MATERIAL FOR THE TASK START

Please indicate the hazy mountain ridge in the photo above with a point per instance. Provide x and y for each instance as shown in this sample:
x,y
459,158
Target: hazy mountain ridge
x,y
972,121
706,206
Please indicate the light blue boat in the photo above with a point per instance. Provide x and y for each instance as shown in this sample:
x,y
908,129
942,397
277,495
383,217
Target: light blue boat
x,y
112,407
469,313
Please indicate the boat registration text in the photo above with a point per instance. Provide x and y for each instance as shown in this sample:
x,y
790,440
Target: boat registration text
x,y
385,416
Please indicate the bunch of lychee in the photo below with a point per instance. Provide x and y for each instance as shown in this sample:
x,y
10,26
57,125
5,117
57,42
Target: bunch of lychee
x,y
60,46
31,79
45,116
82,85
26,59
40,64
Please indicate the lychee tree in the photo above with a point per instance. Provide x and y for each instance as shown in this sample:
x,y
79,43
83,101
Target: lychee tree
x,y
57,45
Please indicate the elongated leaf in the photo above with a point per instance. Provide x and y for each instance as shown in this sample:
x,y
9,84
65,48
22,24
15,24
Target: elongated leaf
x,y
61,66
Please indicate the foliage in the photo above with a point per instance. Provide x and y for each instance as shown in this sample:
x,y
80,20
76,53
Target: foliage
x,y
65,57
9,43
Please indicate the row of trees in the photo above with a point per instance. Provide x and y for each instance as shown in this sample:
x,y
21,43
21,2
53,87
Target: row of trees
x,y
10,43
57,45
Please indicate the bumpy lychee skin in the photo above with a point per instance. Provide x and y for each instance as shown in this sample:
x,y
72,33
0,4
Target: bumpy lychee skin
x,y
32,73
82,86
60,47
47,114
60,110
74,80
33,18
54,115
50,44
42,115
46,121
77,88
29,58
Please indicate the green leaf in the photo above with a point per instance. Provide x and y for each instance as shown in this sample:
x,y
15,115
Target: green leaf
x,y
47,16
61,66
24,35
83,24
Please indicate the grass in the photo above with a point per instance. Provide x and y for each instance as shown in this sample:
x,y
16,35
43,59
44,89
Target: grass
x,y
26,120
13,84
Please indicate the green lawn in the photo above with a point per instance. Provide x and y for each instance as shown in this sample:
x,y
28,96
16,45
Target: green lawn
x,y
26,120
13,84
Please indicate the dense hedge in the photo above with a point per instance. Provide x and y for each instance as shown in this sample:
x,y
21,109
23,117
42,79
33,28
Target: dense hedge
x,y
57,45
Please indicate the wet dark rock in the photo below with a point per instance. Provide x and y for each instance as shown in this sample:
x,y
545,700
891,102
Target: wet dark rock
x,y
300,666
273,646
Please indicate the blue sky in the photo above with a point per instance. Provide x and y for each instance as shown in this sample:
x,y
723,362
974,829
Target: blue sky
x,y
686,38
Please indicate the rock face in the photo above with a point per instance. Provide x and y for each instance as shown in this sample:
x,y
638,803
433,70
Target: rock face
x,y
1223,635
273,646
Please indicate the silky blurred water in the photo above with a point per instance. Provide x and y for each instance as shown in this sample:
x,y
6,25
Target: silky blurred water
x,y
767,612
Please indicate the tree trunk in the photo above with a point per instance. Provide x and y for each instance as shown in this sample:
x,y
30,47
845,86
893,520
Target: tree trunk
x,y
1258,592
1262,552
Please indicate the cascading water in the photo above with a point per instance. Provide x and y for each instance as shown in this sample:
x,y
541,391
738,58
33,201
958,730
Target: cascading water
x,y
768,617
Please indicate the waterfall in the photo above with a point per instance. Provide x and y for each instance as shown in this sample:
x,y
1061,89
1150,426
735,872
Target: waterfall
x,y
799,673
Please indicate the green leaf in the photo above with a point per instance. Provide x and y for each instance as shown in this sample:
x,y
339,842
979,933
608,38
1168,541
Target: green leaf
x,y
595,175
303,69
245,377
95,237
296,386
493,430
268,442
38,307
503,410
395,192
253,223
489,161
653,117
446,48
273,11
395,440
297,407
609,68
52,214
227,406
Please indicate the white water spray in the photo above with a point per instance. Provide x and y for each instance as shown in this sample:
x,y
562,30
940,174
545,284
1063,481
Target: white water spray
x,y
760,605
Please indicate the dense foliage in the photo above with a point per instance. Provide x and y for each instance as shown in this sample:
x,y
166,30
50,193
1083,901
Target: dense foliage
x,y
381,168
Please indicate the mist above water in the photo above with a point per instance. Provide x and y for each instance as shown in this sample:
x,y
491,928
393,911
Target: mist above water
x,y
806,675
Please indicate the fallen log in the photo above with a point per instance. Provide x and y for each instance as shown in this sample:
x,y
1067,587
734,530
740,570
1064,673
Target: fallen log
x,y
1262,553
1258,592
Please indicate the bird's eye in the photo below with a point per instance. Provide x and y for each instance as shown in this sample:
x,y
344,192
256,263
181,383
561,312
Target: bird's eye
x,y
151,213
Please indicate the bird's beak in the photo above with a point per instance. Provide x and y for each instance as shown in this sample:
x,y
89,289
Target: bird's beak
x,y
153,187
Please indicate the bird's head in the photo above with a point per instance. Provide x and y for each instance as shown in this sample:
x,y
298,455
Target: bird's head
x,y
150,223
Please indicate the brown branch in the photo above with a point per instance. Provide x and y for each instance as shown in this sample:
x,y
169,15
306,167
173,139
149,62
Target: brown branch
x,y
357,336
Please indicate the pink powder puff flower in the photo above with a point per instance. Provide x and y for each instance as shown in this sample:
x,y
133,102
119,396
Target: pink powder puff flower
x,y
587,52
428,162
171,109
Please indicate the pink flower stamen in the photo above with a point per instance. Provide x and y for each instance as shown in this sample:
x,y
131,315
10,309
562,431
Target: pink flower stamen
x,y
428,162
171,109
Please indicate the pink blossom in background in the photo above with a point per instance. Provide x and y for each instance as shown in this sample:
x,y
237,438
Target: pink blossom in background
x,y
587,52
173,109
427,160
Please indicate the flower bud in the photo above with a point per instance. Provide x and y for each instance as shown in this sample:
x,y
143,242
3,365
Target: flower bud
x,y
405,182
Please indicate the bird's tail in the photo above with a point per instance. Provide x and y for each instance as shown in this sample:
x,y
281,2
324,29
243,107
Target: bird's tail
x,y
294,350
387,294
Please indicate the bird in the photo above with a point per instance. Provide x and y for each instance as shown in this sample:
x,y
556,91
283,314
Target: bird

MATERIAL FOR THE TASK END

● EXERCISE DIRECTIONS:
From the entries above, copy out every line where the string "below" appears.

● TASK RESULT:
Please indicate the bunch of lychee in the photo below with a point per instance. Provide x and y for each instance as shown in this sample:
Please indicate the wet dark rock in the photo below with a point per instance. Provide x and y for each instance as shown in this sample:
Please indicate the bird's eye in the photo below with a point per instance. Provide x and y for each instance as shown in this sample:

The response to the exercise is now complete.